▶ Selected text:
+++

In theory, Facebook’s data should allow the company to target users in ways that even Google can’t. But theory and reality are two different things.

Facebook’s Graph Search sparked a lot of buzz, as it gave the public its first good look at how the social network’s data can be analyzed, but it also revealed significant holes in Facebook’s data collection. Put simply, Facebook collects a lot of information from users, but where it counts, it may not have enough.

The catch-22: now that Graph Search is making users aware that sharing has consequences, Facebook might kill the goose that could have laid the golden egg.

Facebook’s new best friends

So does that mean game over for Facebook as it continues to try to convince investors that it can be the $100bn service it had convinced them it was when it first went public? Interestingly enough, the answer is no.

Why? Last week, it was revealed that Facebook is working with a trio of companies which have quietly amassed all the data Facebook requires to connect the dots.

Those companies, Acxiom, Epsilon, and Datalogix, aren’t household names and they try not to be for good reason. Acxiom, for instance, was profiled by The Telegraph in 2009. As The Telegraph’s Rowena Mason detailed, Acxiom, which does more than a billion dollars in revenue each year, has “one of the world’s largest consumer information databases: approximately 1,500 facts about half a billion people worldwide.”

+++

Pointing entries for labeled objects:
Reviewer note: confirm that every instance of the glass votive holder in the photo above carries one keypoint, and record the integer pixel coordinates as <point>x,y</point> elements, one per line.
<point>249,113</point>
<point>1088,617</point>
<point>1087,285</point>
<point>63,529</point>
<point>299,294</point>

+++

▶ Task:
Copy word for word the part of the text on Facebook's data between "Facebook’s Graph Search" and "connect the dots.", inclusive. You won't need the listing for this.

▶ Task output:
Facebook’s Graph Search sparked a lot of buzz, as it gave the public its first good look at how the social network’s data can be analyzed, but it also revealed significant holes in Facebook’s data collection. Put simply, Facebook collects a lot of information from users, but where it counts, it may not have enough.

The catch-22: now that Graph Search is making users aware that sharing has consequences, Facebook might kill the goose that could have laid the golden egg.

Facebook’s new best friends

So does that mean game over for Facebook as it continues to try to convince investors that it can be the $100bn service it had convinced them it was when it first went public? Interestingly enough, the answer is no.

Why? Last week, it was revealed that Facebook is working with a trio of companies which have quietly amassed all the data Facebook requires to connect the dots.